Text shown
------
Slow ruby regexes

E

Emmanuel

Hello i've been reading this article, wich has a few benchmarks
(inclding a ruby related one) and many theorical explanations of regex
matching algorithms:

http://swtch.com/~rsc/regexp/regexp1.html

I became a little worried since i'm making hevy use of regexes in a
program of mine that shortly i'll have to run on each of thousands of
text files.

* Do anyone now if what is said relates to ruby 1.8.6
* If so, is it going to change ?

Thank you!
 
M

MenTaLguY

I became a little worried since i'm making hevy use of regexes in a
program of mine that shortly i'll have to run on each of thousands of
text files.

Ruby's regexp implementation is a backtracking matcher similar to Perl's -- while the article's criticism is valid, you should be fine if you write your regular expressions to minimize the amount of backtracking required.

(The author's point is that such care is unnecessary with an NFA-based regexp implementation.)

-mental
 
S

SonOfLilit

Read wikipedia on Regex. It explains better than I can why one is used
over the other (more power).

For example, a regex was shown in this list lately that tells you if a
number is prime. That needs backtracking.


Aur
 
M

MenTaLguY

Read wikipedia on Regex. It explains better than I can why one is used
over the other (more power).

It's unfortunate, though, that an NFA-based approach isn't selectively used for those expressions which don't use features like backreferences (i.e. the majority of regular expressions people write). The performance is so much better it's not funny.

-mental
 
R

Robert Dober

It's unfortunate, though, that an NFA-based approach isn't selectively used for those expressions which don't use features like backreferences (i.e. the majority of regular expressions people write). The performance is so much better it's not funny.

Well the good news is that Ruby 2 Regexs will be much better
performing, I do not know if they will be NFA, though.
The bad news is that the power of regexs will just not let you escape
with bad design all the time, so knowing a lot about regexes is a
necessary thing to use them well.

But you are right of course that Ruby's current Regex implementation
is not state of the art, useful, very useful nevertheless.

Cheers
Robert
 
M

MenTaLguY

The bad news is that the power of regexs will just not let you escape
with bad design all the time, so knowing a lot about regexes is a
necessary thing to use them well.

No, the bad news is that the bad design of most "regex" implementations will not let you escape with using "regexes" as if they were true regular expressions; knowing a lot about the implementation of the regex engine is a necessary thing to use them well.
But you are right of course that Ruby's current Regex implementation
is not state of the art, useful, very useful nevertheless.

NFAs were state-of-the-art in the 1960s. Backreferences are nice, but in other respects we've actually regressed since then.

I'm not suggesting we abandon backreferences and so forth (which are useful sometimes), but rather that NFAs should be used for evaluating the majority of "regexes" which don't use non-regular features.

-mental
 
M

Marcin Raczkowski

No, the bad news is that the bad design of most "regex" implementations
will not let you escape with using "regexes" as if they were true regular
expressions; knowing a lot about the implementation of the regex engine is
a necessary thing to use them well.


NFAs were state-of-the-art in the 1960s. Backreferences are nice, but in
other respects we've actually regressed since then.

I'm not suggesting we abandon backreferences and so forth (which are useful
sometimes), but rather that NFAs should be used for evaluating the majority
of "regexes" which don't use non-regular features.
------
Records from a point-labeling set
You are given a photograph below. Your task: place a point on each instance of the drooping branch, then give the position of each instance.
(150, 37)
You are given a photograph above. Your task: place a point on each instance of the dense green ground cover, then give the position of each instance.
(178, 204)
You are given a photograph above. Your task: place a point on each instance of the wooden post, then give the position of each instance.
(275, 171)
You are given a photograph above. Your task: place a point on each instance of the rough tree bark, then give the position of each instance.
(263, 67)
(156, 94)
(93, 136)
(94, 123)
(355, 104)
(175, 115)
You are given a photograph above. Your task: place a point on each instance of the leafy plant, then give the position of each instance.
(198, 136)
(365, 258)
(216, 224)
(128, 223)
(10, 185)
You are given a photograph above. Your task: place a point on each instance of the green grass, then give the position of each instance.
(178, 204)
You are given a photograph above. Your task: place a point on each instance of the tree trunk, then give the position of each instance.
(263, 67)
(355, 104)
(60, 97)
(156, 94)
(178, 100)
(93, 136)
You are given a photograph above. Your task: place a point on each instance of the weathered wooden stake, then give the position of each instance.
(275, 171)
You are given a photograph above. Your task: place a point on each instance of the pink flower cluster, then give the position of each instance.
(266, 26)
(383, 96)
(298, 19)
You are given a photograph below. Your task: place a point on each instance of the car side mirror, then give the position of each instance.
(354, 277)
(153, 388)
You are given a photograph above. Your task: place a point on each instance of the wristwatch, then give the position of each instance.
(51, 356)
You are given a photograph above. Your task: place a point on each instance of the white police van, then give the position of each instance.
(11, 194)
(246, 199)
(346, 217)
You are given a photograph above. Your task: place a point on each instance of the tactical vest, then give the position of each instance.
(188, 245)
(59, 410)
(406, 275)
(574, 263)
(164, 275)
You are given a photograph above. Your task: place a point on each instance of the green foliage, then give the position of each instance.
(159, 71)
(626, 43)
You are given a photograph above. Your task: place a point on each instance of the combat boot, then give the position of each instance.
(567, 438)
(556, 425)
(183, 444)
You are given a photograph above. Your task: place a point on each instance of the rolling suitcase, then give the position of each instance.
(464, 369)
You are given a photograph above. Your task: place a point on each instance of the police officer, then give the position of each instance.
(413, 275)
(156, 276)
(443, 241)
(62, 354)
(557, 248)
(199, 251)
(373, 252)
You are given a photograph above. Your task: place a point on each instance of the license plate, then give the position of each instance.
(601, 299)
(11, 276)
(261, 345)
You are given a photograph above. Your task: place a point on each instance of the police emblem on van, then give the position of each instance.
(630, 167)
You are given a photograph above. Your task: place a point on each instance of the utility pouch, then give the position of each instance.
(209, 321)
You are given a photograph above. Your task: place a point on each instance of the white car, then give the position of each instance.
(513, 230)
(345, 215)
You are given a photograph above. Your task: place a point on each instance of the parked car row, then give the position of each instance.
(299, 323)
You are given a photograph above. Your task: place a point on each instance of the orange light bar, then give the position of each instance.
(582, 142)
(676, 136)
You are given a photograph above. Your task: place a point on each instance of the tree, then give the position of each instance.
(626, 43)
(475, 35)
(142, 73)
------
Exercise set
**1)** From the thread on slow Ruby regexes, quote the passage that starts at the words "(The author's point" and stops after the words "That needs backtracking.".
**2)** In the thread on slow Ruby regexes, shorten the paragraph that opens with "Ruby's regexp implementation is a backtracking matcher" while keeping its main points.

Responses
**1)**
(The author's point is that such care is unnecessary with an NFA-based regexp implementation.)

-mental
 
S

SonOfLilit

Read wikipedia on Regex. It explains better than I can why one is used
over the other (more power).

For example, a regex was shown in this list lately that tells you if a
number is prime. That needs backtracking.

**2)** Ruby's regexp engine backtracks like Perl's. The article's criticism is valid, but regular expressions written to need as little backtracking as possible should be fine.